-- Work instructions --
According to the report on China's energy management contracts, when was the energy management contract introduced in China?

-- Document passage --
(Apr. 23, 2010) On April 2, 2010, the General Office of China's State Council circulated the Opinions on Accelerating the Implementation of Energy Management Contracts to Promote the Development of the Energy Service Industry (hereinafter Opinions) (Guo Ban Fa  No. 25). (Text of the Opinions [in Chinese], National Development and Reform Commission website, http://www.sdpc.gov.cn/zcfb/zcfbqt/2010qt/t20100408_339332.htm (last visited Apr. 21, 2010).) The Opinions outline China's goals that: 1) by 2012, the government will support and cultivate a group of professional energy-saving service companies (ESSCs), and 2) by 2015, China will establish a mature energy-saving service system with the energy management contract (EMC) as one of the primary methods of energy conservation.
According to the Opinions, the EMC was introduced in China in the late 1990s. The EMC is described as “an effective energy-saving mechanism based on market methods.” Under the EMC model, ESSCs sign contracts with energy consuming companies to provide services such as energy diagnosis, financing, and retrofitting and to generate returns by sharing energy-saving profits during the contract period. (Id.)
The Opinions provide policies in support of energy conservation projects that use EMCs. These policies include financial subsidies, tax incentives, preferential accounting policies, and financial services. The ESSCs may be exempted from business tax and value-added tax and be given a three- year tax break, followed by another three–year break in the form of a 50% reduction in the enterprise income tax, according to the Opinions. (Id.)

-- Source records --

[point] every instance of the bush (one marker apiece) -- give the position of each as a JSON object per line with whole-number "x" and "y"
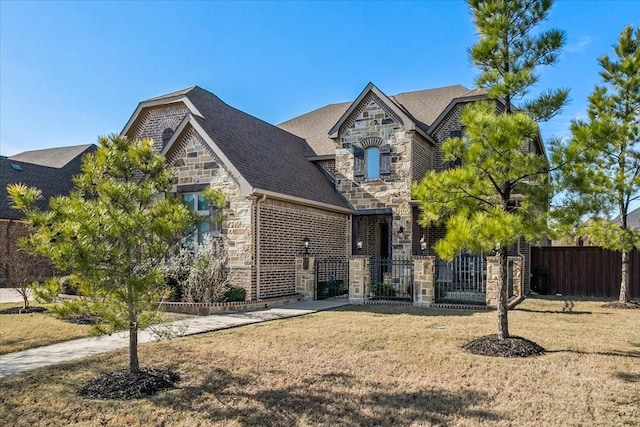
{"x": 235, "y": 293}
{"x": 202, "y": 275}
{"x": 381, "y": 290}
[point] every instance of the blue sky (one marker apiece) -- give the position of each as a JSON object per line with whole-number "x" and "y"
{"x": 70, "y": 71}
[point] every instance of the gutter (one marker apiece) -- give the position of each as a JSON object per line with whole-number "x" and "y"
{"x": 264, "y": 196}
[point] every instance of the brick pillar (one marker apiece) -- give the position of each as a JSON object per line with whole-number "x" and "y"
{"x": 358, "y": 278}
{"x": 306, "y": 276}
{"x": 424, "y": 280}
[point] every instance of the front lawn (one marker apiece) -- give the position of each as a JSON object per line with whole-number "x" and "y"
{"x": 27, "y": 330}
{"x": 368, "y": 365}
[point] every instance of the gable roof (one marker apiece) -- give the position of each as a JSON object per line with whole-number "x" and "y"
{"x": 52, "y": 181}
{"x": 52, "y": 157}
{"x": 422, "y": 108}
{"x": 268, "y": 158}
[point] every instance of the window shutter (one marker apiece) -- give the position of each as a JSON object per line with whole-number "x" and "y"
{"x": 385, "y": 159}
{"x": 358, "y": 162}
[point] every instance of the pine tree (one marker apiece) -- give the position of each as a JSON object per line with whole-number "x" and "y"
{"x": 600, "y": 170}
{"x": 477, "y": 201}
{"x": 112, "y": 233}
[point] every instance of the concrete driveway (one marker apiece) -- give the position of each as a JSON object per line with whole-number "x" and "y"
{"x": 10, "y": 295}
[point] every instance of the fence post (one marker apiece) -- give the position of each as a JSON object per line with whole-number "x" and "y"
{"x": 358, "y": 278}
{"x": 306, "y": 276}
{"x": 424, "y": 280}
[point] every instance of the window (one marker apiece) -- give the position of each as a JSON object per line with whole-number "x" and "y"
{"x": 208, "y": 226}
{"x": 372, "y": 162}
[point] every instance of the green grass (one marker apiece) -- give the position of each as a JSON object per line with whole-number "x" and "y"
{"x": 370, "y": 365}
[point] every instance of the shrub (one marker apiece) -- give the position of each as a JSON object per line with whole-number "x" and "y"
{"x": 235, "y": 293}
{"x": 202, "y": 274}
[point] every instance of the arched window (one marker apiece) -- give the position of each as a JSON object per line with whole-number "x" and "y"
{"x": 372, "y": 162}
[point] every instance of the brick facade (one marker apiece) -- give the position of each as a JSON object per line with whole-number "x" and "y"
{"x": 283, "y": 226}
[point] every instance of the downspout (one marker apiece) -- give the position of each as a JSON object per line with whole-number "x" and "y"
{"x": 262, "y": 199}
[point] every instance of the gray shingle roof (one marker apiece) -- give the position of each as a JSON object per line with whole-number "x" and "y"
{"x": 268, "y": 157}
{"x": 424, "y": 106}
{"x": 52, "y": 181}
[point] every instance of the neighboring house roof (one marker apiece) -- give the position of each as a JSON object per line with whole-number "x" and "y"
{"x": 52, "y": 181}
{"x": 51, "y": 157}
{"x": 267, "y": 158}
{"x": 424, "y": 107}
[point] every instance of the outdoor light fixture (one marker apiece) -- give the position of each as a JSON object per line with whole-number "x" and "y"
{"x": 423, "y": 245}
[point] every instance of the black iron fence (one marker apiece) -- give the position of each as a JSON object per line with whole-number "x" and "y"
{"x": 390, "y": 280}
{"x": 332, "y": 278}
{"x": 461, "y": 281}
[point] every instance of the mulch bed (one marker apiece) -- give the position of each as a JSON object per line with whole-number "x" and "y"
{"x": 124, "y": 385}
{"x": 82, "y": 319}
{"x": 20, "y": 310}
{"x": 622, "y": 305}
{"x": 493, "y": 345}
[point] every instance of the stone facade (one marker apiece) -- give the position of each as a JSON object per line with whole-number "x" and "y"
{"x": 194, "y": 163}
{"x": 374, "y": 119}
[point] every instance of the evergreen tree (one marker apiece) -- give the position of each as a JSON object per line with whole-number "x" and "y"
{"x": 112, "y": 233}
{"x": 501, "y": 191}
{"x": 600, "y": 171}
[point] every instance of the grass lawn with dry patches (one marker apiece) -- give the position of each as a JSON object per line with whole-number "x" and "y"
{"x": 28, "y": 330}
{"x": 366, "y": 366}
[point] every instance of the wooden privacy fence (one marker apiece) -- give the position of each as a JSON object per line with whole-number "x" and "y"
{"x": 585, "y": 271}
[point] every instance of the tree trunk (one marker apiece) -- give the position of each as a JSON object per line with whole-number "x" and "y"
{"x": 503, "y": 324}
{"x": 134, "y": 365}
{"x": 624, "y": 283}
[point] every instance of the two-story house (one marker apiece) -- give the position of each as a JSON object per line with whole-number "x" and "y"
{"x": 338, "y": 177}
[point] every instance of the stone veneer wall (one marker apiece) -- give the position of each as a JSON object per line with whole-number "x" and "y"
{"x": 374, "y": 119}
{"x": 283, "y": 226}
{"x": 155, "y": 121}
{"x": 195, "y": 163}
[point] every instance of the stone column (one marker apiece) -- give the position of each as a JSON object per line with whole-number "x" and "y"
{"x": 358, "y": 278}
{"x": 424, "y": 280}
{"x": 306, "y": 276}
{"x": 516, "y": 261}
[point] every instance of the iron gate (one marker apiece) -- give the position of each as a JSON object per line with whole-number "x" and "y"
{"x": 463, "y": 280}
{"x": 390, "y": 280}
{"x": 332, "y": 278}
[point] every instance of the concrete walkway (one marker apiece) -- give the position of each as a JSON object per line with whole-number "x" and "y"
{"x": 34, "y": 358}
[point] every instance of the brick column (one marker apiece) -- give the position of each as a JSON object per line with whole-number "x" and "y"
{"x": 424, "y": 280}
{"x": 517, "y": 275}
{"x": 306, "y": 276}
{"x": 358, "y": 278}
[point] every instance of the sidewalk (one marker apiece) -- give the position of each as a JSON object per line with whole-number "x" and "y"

-- Exercise solution --
In the late 1990s.